Written task 1 => Transcribe the patent claims on database blocking tables below in full, word for word.

Selected extract =>
□ □ □ □ □ □ □

11. The article of manufacture of claim 10 further comprises
instructions which when executed by a computer, cause the computer
to: construct a blocking table search index using the blocking
table, wherein the search for an identifier selected from the
listing of identifiers in the database response uses the blocking
table search index.
12. The article of manufacture of claim 11 further comprises
instructions which when executed by a computer, cause the computer
to: compare an identity token to a listing of allowed identity
tokens in an allowed access table, wherein the data request
comprises the identity token.
13. The article of manufacture of claim 12, wherein the identity
token comprises one or more of a user identification, a password, a
cryptographic key, a cryptographic signature, and combinations
thereof.
14. The article of manufacture of claim 13 further comprises
instructions which when executed by a computer, cause the computer
to: construct an allowed token search index, wherein the comparison
of the identity token to the listing of allowed identity tokens is
performed using the allowed token search index.
15. The article of manufacture of claim 10, wherein the blocked
attributes comprise a name and dependent data.
16. A method of operating a database system, comprising: generating
a data request using an application operable to request and receive
data from a query engine; sending the data request from the
application to the query engine: generating a database query with
the query engine using the request; querying a database with the
query engine using the database query; generating a database
response using the database query; sending the database response to
the query engine; searching in a blocking table for an identifier
in the database response, wherein the blocking table comprises a
listing of identifiers identifying tuples with one or more blocked
attributes, wherein the blocking table further comprises a data
overlay for redacting the one or more blocked attributes and the
data overlay is defined based on a data privacy policy;
substituting the data overlay for the one or more blocked
attributes in the database response when the identifier is found in
the blocking table; and after substituting, send the database
response to the application.

□ □ □ □ □ □ □

Rows from a box-labeling dataset
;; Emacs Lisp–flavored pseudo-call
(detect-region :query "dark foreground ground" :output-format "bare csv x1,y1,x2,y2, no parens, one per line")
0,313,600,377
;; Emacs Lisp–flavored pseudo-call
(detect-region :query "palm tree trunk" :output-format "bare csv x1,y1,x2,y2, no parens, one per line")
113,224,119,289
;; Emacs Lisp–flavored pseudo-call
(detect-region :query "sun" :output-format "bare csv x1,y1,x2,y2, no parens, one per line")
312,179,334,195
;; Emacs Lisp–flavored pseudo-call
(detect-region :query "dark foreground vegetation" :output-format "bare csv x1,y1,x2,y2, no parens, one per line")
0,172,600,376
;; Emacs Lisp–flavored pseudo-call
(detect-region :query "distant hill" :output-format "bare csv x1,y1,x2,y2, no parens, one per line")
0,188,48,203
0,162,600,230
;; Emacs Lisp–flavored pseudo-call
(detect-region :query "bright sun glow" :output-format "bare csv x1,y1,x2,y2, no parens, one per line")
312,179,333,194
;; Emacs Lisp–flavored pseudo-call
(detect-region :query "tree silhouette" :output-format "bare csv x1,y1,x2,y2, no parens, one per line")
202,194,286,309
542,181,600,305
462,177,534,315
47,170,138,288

□ □ □ □ □ □ □

Written task 2 => Recast every line of the rows as a numbered list, leaving out any blank lines.

Exercise output 1 =>
11. The article of manufacture of claim 10 further comprises
instructions which when executed by a computer, cause the computer
to: construct a blocking table search index using the blocking
table, wherein the search for an identifier selected from the
listing of identifiers in the database response uses the blocking
table search index.
12. The article of manufacture of claim 11 further comprises
instructions which when executed by a computer, cause the computer
to: compare an identity token to a listing of allowed identity
tokens in an allowed access table, wherein the data request
comprises the identity token.
13. The article of manufacture of claim 12, wherein the identity
token comprises one or more of a user identification, a password, a
cryptographic key, a cryptographic signature, and combinations
thereof.
14. The article of manufacture of claim 13 further comprises
instructions which when executed by a computer, cause the computer
to: construct an allowed token search index, wherein the comparison
of the identity token to the listing of allowed identity tokens is
performed using the allowed token search index.
15. The article of manufacture of claim 10, wherein the blocked
attributes comprise a name and dependent data.
16. A method of operating a database system, comprising: generating
a data request using an application operable to request and receive
data from a query engine; sending the data request from the
application to the query engine: generating a database query with
the query engine using the request; querying a database with the
query engine using the database query; generating a database
response using the database query; sending the database response to
the query engine; searching in a blocking table for an identifier
in the database response, wherein the blocking table comprises a
listing of identifiers identifying tuples with one or more blocked
attributes, wherein the blocking table further comprises a data
overlay for redacting the one or more blocked attributes and the
data overlay is defined based on a data privacy policy;
substituting the data overlay for the one or more blocked
attributes in the database response when the identifier is found in
the blocking table; and after substituting, send the database
response to the application.

Exercise output 2 =>
1. ;; Emacs Lisp–flavored pseudo-call
2. (detect-region :query "dark foreground ground" :output-format "bare csv x1,y1,x2,y2, no parens, one per line")
3. 0,313,600,377
4. ;; Emacs Lisp–flavored pseudo-call
5. (detect-region :query "palm tree trunk" :output-format "bare csv x1,y1,x2,y2, no parens, one per line")
6. 113,224,119,289
7. ;; Emacs Lisp–flavored pseudo-call
8. (detect-region :query "sun" :output-format "bare csv x1,y1,x2,y2, no parens, one per line")
9. 312,179,334,195
10. ;; Emacs Lisp–flavored pseudo-call
11. (detect-region :query "dark foreground vegetation" :output-format "bare csv x1,y1,x2,y2, no parens, one per line")
12. 0,172,600,376
13. ;; Emacs Lisp–flavored pseudo-call
14. (detect-region :query "distant hill" :output-format "bare csv x1,y1,x2,y2, no parens, one per line")
15. 0,188,48,203
16. 0,162,600,230
17. ;; Emacs Lisp–flavored pseudo-call
18. (detect-region :query "bright sun glow" :output-format "bare csv x1,y1,x2,y2, no parens, one per line")
19. 312,179,333,194
20. ;; Emacs Lisp–flavored pseudo-call
21. (detect-region :query "tree silhouette" :output-format "bare csv x1,y1,x2,y2, no parens, one per line")
22. 202,194,286,309
23. 542,181,600,305
24. 462,177,534,315
25. 47,170,138,288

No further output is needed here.